§ What this task involves
Reproduce the listing below word for word, beginning with the line containing "Note to the class: point out the man's" and continuing through the line containing "<point>608,302</point>", with both of those lines included. Give only those lines.

Start of Data for processing

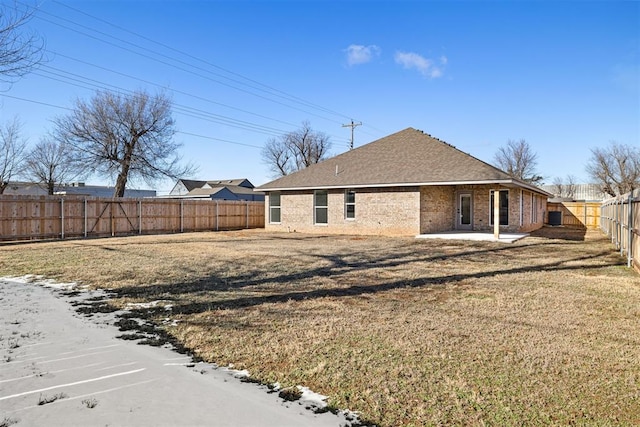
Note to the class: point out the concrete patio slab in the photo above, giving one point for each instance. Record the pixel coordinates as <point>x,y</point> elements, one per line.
<point>474,235</point>
<point>58,368</point>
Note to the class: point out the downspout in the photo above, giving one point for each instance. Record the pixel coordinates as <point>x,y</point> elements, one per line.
<point>496,213</point>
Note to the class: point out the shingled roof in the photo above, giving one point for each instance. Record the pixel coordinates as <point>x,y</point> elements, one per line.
<point>406,158</point>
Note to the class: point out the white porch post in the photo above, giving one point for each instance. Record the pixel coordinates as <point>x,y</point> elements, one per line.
<point>496,213</point>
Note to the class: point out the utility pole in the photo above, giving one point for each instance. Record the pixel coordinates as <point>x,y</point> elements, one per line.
<point>352,125</point>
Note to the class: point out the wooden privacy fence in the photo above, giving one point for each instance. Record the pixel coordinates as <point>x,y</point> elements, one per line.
<point>620,219</point>
<point>576,214</point>
<point>55,217</point>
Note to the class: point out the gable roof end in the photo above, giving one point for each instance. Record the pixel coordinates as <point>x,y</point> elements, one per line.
<point>406,158</point>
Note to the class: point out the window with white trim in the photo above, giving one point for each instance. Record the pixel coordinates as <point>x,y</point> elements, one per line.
<point>350,204</point>
<point>320,207</point>
<point>274,208</point>
<point>504,207</point>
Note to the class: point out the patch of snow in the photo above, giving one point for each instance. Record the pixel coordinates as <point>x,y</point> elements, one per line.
<point>312,398</point>
<point>151,304</point>
<point>239,374</point>
<point>40,280</point>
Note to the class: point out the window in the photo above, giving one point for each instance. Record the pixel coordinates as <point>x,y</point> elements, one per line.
<point>350,204</point>
<point>504,207</point>
<point>320,207</point>
<point>534,208</point>
<point>274,208</point>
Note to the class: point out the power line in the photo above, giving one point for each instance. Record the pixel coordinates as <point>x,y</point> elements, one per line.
<point>280,94</point>
<point>352,125</point>
<point>270,88</point>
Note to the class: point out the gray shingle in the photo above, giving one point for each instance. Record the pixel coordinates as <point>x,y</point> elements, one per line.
<point>403,158</point>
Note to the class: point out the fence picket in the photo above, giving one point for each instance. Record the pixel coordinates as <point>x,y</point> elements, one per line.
<point>620,220</point>
<point>55,217</point>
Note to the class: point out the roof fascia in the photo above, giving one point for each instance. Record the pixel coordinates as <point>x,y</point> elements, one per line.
<point>408,184</point>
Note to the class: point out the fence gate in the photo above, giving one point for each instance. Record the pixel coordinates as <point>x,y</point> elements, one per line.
<point>114,217</point>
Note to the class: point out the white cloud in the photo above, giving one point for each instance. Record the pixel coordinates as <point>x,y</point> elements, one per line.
<point>359,54</point>
<point>425,66</point>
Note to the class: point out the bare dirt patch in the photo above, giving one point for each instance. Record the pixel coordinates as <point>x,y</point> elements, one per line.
<point>542,331</point>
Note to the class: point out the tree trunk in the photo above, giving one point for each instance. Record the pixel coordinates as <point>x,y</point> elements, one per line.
<point>121,182</point>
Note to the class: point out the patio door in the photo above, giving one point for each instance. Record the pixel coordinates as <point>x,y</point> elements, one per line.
<point>465,212</point>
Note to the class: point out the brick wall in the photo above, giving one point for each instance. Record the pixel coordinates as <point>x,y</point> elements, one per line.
<point>385,211</point>
<point>437,209</point>
<point>403,211</point>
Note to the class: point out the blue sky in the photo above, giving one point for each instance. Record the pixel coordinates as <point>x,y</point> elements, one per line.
<point>564,76</point>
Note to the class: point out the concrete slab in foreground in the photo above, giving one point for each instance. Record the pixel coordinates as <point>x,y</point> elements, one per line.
<point>477,236</point>
<point>90,378</point>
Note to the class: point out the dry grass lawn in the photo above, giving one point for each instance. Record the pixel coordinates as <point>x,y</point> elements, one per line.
<point>407,332</point>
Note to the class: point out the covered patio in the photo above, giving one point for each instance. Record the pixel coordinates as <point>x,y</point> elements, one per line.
<point>475,235</point>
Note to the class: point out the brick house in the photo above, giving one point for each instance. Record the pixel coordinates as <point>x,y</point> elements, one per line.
<point>407,183</point>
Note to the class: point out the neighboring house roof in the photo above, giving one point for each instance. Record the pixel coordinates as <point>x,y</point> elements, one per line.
<point>191,184</point>
<point>577,191</point>
<point>241,182</point>
<point>406,158</point>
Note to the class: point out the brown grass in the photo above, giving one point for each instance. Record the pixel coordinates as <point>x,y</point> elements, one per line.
<point>543,331</point>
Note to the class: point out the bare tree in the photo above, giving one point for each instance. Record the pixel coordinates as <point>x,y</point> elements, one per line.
<point>20,51</point>
<point>50,163</point>
<point>616,168</point>
<point>295,150</point>
<point>571,186</point>
<point>127,136</point>
<point>518,160</point>
<point>12,152</point>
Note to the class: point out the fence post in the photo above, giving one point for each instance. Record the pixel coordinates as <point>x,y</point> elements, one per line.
<point>85,218</point>
<point>630,230</point>
<point>62,219</point>
<point>181,216</point>
<point>140,216</point>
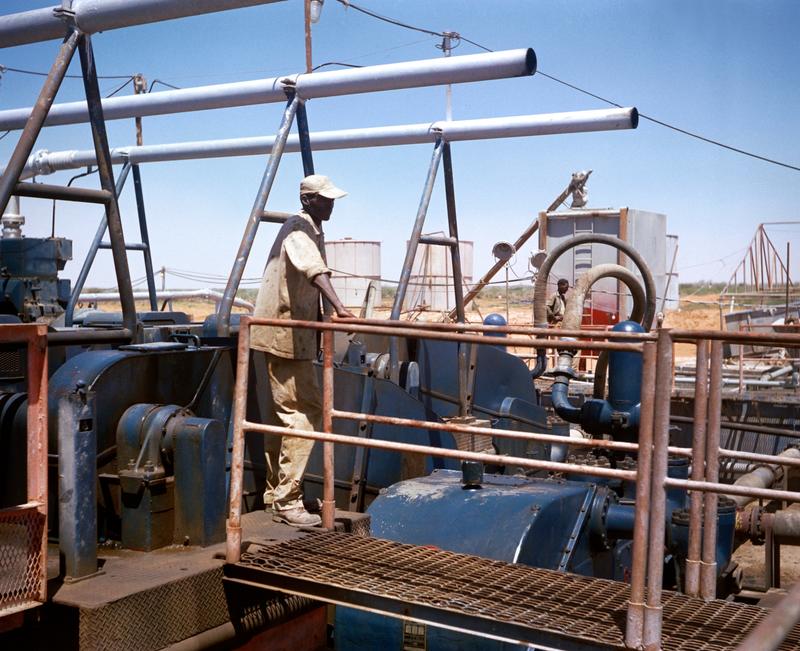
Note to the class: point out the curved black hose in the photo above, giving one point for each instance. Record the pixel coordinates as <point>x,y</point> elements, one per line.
<point>540,289</point>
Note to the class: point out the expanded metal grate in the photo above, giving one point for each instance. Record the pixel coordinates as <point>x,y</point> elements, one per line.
<point>21,575</point>
<point>566,605</point>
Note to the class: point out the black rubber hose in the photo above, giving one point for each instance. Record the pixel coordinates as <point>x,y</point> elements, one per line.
<point>540,289</point>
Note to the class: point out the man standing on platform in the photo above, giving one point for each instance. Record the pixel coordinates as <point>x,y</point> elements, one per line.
<point>294,278</point>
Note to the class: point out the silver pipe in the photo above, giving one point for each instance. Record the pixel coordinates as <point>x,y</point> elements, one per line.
<point>93,16</point>
<point>370,79</point>
<point>44,162</point>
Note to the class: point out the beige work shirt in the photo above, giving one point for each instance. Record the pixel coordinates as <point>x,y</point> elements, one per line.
<point>287,291</point>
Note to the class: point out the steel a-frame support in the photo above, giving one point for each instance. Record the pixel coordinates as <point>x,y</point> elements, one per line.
<point>9,181</point>
<point>441,154</point>
<point>295,109</point>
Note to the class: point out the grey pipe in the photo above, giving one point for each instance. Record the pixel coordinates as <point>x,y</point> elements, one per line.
<point>540,288</point>
<point>69,312</point>
<point>370,79</point>
<point>44,162</point>
<point>762,477</point>
<point>93,16</point>
<point>411,252</point>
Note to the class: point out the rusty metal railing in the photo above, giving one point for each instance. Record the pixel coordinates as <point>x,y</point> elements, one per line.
<point>644,615</point>
<point>23,528</point>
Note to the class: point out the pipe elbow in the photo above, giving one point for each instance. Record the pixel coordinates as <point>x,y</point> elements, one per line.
<point>560,398</point>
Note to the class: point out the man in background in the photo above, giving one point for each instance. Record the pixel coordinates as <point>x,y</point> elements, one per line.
<point>557,303</point>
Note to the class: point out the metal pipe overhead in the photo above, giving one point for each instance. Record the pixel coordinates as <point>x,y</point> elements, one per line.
<point>370,79</point>
<point>45,162</point>
<point>91,16</point>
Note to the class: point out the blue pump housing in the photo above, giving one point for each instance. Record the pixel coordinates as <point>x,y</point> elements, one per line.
<point>551,523</point>
<point>618,415</point>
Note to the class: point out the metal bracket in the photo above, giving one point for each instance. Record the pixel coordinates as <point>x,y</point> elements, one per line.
<point>581,520</point>
<point>361,459</point>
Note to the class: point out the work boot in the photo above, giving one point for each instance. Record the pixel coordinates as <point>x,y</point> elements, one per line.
<point>297,517</point>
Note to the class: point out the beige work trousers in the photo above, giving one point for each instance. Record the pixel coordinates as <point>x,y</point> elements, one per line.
<point>297,404</point>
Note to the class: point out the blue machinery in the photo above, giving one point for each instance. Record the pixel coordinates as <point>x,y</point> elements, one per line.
<point>140,404</point>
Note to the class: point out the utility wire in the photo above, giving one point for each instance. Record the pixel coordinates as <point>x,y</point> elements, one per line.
<point>4,69</point>
<point>691,134</point>
<point>163,83</point>
<point>114,92</point>
<point>335,63</point>
<point>391,21</point>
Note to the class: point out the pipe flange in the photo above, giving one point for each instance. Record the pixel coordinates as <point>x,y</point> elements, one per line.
<point>598,521</point>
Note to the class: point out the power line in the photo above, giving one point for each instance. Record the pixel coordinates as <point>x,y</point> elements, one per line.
<point>391,21</point>
<point>37,73</point>
<point>335,63</point>
<point>666,125</point>
<point>114,92</point>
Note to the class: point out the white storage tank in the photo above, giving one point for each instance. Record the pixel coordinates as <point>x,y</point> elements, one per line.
<point>671,292</point>
<point>354,264</point>
<point>431,283</point>
<point>645,230</point>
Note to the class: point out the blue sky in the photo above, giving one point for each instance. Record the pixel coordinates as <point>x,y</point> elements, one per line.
<point>727,70</point>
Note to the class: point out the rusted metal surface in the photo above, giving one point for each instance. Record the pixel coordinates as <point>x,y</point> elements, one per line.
<point>490,598</point>
<point>508,329</point>
<point>23,528</point>
<point>451,426</point>
<point>648,612</point>
<point>234,523</point>
<point>494,459</point>
<point>772,630</point>
<point>634,624</point>
<point>751,338</point>
<point>36,119</point>
<point>692,581</point>
<point>419,333</point>
<point>708,565</point>
<point>653,615</point>
<point>328,498</point>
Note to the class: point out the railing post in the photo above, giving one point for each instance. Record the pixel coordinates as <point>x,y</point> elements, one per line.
<point>233,547</point>
<point>655,562</point>
<point>708,566</point>
<point>37,440</point>
<point>635,616</point>
<point>692,586</point>
<point>328,497</point>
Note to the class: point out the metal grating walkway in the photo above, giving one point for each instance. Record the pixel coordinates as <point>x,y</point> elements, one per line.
<point>512,602</point>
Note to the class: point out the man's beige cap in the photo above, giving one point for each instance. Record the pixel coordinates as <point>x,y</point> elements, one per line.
<point>319,184</point>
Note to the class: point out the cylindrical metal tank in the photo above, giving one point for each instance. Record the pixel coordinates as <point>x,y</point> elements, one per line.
<point>431,282</point>
<point>354,263</point>
<point>608,302</point>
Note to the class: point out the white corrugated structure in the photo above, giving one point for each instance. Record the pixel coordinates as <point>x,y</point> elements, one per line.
<point>354,263</point>
<point>646,231</point>
<point>431,283</point>
<point>672,301</point>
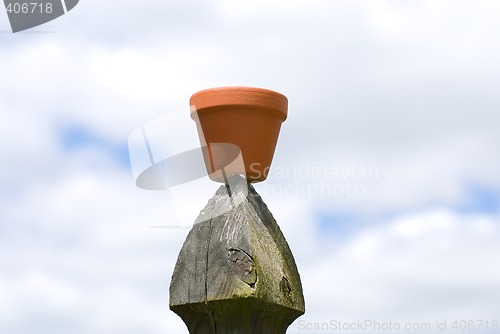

End of Data for processing

§ Problem solution
Note to the class: point out the man's beige cap in the photo above, giving one point for each instance. Record the pixel coordinates as <point>x,y</point> elements, one per line.
<point>319,184</point>
Note to the class: point out the cylindrical metal tank in the photo above, giving one point for each instance. Record the pixel coordinates as <point>x,y</point> elements, one per line.
<point>431,282</point>
<point>354,263</point>
<point>608,302</point>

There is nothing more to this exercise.